--- Information ---

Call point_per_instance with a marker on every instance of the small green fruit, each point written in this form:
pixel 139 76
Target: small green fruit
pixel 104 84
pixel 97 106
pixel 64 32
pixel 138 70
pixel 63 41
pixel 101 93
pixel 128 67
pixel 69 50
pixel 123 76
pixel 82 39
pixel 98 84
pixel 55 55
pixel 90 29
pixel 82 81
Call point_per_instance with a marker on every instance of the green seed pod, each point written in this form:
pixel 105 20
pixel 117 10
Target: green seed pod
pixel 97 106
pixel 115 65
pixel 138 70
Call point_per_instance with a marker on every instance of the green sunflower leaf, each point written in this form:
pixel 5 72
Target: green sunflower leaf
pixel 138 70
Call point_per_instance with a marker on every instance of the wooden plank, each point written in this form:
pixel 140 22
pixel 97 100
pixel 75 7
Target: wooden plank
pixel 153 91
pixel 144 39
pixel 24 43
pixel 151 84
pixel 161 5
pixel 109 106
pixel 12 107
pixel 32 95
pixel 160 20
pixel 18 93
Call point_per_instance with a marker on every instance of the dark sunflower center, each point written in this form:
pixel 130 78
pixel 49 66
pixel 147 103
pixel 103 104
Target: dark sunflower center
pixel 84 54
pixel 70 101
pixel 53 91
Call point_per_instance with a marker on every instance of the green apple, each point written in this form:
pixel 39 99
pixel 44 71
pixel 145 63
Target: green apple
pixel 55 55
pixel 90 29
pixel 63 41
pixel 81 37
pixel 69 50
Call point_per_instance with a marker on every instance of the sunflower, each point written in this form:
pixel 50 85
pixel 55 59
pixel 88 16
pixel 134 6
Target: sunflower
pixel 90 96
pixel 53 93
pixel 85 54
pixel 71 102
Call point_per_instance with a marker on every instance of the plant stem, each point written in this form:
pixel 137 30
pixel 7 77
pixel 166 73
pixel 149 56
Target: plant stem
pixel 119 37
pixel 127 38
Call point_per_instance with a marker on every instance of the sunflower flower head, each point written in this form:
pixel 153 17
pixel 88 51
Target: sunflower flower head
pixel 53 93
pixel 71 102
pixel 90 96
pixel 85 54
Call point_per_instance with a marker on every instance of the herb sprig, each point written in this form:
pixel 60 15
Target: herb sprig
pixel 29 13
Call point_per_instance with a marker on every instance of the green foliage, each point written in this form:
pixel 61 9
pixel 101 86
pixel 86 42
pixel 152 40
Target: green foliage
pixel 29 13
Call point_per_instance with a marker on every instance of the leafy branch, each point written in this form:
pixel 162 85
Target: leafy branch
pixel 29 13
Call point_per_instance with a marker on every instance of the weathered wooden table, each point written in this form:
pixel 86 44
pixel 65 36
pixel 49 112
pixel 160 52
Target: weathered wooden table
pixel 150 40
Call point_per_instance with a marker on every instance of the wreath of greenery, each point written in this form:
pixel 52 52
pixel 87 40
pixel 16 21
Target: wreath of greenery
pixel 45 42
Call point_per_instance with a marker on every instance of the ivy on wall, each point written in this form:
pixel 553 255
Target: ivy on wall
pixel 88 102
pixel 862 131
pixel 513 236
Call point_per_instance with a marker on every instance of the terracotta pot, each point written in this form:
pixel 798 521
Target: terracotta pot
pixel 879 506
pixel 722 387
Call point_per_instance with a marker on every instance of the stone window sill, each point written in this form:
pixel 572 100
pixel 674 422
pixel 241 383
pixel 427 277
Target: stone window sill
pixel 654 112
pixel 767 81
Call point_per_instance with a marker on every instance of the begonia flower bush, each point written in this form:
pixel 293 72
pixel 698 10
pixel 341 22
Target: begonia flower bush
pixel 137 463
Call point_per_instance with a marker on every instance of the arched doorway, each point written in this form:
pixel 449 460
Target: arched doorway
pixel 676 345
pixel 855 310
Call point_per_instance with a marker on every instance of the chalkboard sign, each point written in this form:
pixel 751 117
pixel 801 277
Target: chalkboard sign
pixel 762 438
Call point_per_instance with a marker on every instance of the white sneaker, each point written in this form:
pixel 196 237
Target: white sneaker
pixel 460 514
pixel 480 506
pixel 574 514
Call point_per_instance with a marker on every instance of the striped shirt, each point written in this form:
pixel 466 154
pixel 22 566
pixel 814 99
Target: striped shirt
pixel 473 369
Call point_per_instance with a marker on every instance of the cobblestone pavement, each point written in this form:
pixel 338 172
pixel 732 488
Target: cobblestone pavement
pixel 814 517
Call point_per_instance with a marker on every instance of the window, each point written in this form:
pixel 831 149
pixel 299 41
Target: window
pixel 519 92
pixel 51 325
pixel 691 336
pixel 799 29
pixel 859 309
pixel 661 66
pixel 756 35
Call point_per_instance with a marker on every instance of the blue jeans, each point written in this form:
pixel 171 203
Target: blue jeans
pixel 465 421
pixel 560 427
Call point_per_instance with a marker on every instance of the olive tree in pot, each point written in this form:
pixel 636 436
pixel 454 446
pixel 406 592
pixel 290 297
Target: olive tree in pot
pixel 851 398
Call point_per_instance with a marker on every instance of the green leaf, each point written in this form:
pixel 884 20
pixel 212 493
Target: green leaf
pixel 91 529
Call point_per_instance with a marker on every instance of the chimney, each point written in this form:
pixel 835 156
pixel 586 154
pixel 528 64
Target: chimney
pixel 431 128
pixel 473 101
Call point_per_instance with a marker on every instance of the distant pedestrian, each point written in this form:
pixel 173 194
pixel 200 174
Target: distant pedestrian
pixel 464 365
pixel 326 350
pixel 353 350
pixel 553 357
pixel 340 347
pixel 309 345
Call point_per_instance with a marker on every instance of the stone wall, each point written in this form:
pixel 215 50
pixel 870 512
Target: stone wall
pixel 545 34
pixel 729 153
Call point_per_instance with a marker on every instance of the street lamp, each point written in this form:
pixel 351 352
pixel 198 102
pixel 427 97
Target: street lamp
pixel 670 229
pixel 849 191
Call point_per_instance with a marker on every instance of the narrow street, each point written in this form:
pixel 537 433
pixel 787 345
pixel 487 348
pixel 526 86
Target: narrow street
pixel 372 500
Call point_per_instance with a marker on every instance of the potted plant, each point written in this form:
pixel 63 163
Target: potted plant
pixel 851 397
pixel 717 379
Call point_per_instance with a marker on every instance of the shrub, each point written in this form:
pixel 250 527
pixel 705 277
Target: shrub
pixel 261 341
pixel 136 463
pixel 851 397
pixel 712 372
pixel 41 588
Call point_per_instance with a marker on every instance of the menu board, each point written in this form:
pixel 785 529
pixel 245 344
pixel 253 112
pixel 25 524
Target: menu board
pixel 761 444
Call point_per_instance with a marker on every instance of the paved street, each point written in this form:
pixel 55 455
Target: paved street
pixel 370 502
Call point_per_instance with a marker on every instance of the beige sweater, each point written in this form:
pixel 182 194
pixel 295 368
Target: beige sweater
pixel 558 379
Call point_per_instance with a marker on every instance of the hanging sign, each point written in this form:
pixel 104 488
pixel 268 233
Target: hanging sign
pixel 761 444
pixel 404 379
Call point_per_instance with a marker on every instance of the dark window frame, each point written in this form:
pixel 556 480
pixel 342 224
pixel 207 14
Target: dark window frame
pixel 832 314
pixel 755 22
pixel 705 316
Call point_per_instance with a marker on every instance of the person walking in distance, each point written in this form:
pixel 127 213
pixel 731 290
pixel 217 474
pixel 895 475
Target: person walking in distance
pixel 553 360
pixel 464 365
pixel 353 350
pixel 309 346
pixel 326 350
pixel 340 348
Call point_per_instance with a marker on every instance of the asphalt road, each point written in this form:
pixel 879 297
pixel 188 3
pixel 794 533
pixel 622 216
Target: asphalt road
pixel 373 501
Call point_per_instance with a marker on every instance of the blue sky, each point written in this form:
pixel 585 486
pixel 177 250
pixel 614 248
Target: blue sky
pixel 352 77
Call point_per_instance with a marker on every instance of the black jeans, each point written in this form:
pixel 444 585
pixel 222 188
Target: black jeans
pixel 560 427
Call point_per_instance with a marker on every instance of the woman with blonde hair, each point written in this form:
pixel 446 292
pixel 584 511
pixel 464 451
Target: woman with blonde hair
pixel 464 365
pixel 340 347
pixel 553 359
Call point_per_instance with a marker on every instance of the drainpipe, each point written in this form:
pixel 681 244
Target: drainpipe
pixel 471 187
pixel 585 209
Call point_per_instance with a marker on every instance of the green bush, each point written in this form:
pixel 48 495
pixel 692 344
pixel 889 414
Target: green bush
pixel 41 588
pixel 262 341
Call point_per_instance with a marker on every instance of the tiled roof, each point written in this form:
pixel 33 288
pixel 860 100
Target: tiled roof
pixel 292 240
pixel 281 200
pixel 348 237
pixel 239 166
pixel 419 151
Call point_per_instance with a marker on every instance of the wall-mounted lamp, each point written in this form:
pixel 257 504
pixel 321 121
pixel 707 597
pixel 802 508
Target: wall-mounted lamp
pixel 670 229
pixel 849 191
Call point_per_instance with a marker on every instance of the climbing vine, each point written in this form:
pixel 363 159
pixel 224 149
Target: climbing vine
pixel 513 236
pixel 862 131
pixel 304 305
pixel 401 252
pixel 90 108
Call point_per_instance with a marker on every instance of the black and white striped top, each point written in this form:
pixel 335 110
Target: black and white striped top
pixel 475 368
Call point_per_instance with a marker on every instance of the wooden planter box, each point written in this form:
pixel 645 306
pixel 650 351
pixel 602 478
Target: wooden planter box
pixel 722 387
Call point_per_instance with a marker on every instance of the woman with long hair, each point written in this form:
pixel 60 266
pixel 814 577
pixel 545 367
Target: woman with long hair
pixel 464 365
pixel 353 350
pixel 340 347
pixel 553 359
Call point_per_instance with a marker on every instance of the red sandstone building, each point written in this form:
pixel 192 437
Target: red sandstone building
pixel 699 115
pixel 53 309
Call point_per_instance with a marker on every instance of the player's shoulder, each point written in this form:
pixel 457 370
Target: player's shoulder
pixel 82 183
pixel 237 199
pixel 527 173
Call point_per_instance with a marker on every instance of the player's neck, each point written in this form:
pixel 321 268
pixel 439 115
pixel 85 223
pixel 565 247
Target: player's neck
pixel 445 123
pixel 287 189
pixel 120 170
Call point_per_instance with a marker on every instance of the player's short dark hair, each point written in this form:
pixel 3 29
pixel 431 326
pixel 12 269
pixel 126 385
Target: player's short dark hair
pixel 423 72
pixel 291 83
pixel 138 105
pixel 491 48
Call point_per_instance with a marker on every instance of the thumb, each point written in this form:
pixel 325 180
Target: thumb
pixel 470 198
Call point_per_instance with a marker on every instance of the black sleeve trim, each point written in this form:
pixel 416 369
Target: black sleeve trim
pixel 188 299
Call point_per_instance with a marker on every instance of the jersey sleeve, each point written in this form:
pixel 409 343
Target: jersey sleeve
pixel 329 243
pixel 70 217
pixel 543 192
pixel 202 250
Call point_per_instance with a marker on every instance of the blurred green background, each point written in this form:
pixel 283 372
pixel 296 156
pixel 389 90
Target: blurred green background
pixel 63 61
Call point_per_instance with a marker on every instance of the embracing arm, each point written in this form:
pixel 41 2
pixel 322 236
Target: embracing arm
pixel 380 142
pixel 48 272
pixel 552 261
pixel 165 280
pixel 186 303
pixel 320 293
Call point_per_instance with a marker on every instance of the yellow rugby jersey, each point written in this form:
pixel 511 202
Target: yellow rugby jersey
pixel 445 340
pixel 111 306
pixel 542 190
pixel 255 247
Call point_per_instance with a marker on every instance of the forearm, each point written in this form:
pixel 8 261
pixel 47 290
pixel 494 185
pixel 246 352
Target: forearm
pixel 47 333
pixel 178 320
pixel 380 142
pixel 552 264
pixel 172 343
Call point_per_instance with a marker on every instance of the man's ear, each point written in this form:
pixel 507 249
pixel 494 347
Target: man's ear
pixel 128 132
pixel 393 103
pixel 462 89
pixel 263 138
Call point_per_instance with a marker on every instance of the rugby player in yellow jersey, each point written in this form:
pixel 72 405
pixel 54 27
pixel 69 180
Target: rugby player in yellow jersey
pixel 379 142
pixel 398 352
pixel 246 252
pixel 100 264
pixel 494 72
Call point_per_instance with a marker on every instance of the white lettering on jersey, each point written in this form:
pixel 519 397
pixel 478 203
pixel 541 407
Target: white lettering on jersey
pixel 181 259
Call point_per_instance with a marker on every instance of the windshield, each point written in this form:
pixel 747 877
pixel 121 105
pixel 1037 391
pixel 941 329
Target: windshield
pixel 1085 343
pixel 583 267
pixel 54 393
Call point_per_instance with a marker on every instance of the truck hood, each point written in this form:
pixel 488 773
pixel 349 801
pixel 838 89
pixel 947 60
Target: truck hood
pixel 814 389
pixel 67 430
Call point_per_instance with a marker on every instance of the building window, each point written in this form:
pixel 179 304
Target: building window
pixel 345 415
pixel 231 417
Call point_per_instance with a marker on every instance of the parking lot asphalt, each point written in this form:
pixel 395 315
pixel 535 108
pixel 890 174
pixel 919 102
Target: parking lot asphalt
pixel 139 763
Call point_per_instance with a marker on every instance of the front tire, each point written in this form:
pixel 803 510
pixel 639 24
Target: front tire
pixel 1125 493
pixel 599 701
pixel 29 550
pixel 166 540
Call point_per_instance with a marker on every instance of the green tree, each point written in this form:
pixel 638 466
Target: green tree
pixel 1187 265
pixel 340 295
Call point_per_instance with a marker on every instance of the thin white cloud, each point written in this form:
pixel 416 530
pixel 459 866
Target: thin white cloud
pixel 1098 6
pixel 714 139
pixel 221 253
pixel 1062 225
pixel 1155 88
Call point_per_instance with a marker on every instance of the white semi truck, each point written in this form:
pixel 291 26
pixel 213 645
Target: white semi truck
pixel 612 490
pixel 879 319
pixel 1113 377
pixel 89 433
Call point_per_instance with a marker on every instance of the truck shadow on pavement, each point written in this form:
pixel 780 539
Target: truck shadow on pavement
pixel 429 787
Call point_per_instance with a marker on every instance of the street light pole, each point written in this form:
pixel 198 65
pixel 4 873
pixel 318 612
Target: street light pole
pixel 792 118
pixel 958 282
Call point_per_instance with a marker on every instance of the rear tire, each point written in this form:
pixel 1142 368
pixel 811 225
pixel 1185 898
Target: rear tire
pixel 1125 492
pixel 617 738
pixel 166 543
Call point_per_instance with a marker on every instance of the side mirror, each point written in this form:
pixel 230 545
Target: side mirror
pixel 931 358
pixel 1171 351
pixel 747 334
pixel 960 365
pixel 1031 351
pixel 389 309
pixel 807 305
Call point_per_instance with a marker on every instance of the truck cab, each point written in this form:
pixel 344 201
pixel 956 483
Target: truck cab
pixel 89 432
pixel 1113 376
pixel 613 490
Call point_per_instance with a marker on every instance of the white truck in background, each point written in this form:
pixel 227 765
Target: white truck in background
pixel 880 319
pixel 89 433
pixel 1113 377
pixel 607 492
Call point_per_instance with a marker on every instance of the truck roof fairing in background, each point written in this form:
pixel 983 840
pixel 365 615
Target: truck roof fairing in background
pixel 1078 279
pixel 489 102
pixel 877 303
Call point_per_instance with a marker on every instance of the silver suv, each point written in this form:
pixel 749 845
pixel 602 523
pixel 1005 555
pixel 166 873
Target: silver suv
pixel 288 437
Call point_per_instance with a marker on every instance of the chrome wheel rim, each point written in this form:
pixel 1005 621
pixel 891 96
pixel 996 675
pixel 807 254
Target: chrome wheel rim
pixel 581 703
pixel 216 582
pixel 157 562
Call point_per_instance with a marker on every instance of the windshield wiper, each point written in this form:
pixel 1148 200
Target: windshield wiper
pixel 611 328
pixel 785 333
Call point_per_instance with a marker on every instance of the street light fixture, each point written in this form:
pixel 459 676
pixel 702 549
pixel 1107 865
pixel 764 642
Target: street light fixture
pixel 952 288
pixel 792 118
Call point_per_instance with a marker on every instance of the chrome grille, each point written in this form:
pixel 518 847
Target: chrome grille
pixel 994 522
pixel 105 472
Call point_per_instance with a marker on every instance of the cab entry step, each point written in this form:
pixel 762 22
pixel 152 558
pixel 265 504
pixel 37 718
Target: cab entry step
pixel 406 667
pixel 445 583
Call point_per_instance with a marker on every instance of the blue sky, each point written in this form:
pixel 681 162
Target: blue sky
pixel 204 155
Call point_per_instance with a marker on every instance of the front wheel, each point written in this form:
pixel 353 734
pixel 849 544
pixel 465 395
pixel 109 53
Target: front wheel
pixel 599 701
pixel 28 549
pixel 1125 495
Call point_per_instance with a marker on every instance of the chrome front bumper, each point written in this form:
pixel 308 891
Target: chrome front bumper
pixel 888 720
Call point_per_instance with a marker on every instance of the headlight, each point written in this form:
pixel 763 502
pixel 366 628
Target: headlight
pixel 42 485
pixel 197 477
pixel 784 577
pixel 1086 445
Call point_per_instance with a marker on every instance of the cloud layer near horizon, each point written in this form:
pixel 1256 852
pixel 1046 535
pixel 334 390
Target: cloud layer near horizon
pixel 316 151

---

Of the entries above, repeat exactly the lines between the line with "pixel 811 225" and the line with "pixel 807 254", inclusive, and no others.

pixel 811 225
pixel 1185 898
Target: rear tire
pixel 1125 492
pixel 617 738
pixel 166 543
Call point_per_instance with a marker on every instance of the side mirror, each point written in this form:
pixel 230 545
Target: side mirror
pixel 931 358
pixel 1171 351
pixel 747 334
pixel 960 365
pixel 1031 351
pixel 389 309
pixel 807 305
Call point_per_instance with a marker on every instance of the truck cab, each point written in this form:
pixel 344 201
pixel 956 483
Target: truck cab
pixel 89 432
pixel 1113 376
pixel 613 490
Call point_per_instance with a marker on every instance of the white truck in background, each point written in this form:
pixel 227 765
Target: white truck in background
pixel 880 319
pixel 89 433
pixel 1113 377
pixel 607 492
Call point_per_instance with a marker on every instance of the truck roof fairing in background, each point written in this form:
pixel 983 840
pixel 365 615
Target: truck roof fairing in background
pixel 1078 279
pixel 489 102
pixel 877 303
Call point_per_instance with a marker on every instance of the silver suv, each point written in this form:
pixel 749 845
pixel 602 523
pixel 1005 555
pixel 166 873
Target: silver suv
pixel 288 437
Call point_per_instance with a marker on every instance of the chrome wheel rim, each point written in this form:
pixel 1005 621
pixel 891 96
pixel 996 675
pixel 807 254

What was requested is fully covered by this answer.